Goal: Render all the items below as a Markdown table with two columns, Row and Line, giving each line its own numbered row and omitting blank lines.

[Stored items]
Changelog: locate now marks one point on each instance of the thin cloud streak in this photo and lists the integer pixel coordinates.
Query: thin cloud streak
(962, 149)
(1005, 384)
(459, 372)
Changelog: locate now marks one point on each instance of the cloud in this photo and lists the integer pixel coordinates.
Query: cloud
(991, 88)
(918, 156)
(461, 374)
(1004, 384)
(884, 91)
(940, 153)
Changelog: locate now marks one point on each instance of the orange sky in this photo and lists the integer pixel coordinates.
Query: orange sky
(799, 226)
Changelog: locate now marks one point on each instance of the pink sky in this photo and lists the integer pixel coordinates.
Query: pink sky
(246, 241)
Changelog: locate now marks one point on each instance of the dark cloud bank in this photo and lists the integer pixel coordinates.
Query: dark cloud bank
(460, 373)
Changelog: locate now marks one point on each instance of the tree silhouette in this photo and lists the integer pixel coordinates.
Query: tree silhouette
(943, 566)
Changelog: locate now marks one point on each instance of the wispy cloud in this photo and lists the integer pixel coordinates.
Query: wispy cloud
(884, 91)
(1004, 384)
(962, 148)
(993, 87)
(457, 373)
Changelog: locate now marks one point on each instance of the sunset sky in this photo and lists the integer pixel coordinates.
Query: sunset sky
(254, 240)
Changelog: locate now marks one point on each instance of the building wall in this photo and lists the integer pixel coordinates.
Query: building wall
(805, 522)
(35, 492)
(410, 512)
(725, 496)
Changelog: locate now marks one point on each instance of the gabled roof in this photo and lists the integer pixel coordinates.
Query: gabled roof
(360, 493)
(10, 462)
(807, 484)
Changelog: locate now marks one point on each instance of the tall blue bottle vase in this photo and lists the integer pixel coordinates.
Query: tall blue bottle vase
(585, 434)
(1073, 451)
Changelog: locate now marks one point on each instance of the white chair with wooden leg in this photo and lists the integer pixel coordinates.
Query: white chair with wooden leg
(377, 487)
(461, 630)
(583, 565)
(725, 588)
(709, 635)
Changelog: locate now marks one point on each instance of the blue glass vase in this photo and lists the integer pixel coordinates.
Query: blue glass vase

Full response:
| Row | Line |
|---|---|
| 1 | Changelog: locate now marks one point on each instance of the thin cloud streak in this photo and lists the integer pixel coordinates. |
| 2 | Query: thin cloud streak |
| 3 | (962, 149) |
| 4 | (1005, 384) |
| 5 | (459, 372) |
| 6 | Changelog: locate now marks one point on each instance of the cloud in this photo and lists the integer pixel coordinates. |
| 7 | Query: cloud |
| 8 | (991, 88) |
| 9 | (918, 156) |
| 10 | (461, 374) |
| 11 | (1004, 384) |
| 12 | (884, 91) |
| 13 | (940, 153) |
| 14 | Changelog: locate now marks one point on each instance of the orange sky in this photo and lists the integer pixel coordinates. |
| 15 | Query: orange sky |
| 16 | (799, 226) |
| 17 | Changelog: locate now marks one point on each instance of the pink sky in this photo and lists the integer pixel coordinates. |
| 18 | Query: pink sky |
| 19 | (246, 241) |
| 20 | Changelog: locate now marks one point on each instance of the dark cloud bank in this photo and lists the integer pixel coordinates. |
| 21 | Query: dark cloud bank |
| 22 | (460, 373) |
| 23 | Changelog: locate now marks one point on each instance of the tree silhouette in this photo and lists the integer pixel coordinates. |
| 24 | Query: tree silhouette |
| 25 | (943, 566) |
| 26 | Changelog: locate now marks one point on each instance of the wispy cloud in this photo and lists the integer pixel coordinates. |
| 27 | Query: wispy cloud |
| 28 | (884, 91) |
| 29 | (1004, 384) |
| 30 | (962, 148) |
| 31 | (993, 87) |
| 32 | (457, 373) |
| 33 | Changelog: locate now marks one point on each instance of the sunset sky in this photo and lists the integer pixel coordinates. |
| 34 | Query: sunset sky |
| 35 | (254, 240) |
| 36 | Changelog: locate now marks one point on each instance of the building wall in this photo and lists the integer pixel coordinates. |
| 37 | Query: building wall |
| 38 | (805, 522) |
| 39 | (35, 492) |
| 40 | (410, 512) |
| 41 | (725, 496) |
| 42 | Changelog: locate now marks one point on each instance of the gabled roof in this photo and lists the integer pixel coordinates. |
| 43 | Query: gabled roof |
| 44 | (360, 493) |
| 45 | (10, 462) |
| 46 | (807, 484) |
| 47 | Changelog: locate now marks one point on each instance of the tall blue bottle vase in this photo and lists the integer pixel coordinates. |
| 48 | Query: tall blue bottle vase |
| 49 | (585, 434) |
| 50 | (1073, 451) |
| 51 | Changelog: locate now marks one point on each instance of the white chair with wooden leg in this photo and lists the integer pixel coordinates. |
| 52 | Query: white chair with wooden leg |
| 53 | (377, 487) |
| 54 | (461, 630) |
| 55 | (583, 565) |
| 56 | (725, 588) |
| 57 | (709, 635) |
| 58 | Changelog: locate now marks one point on each instance of the blue glass vase in this photo and lists the integer pixel coordinates. |
| 59 | Query: blue glass vase |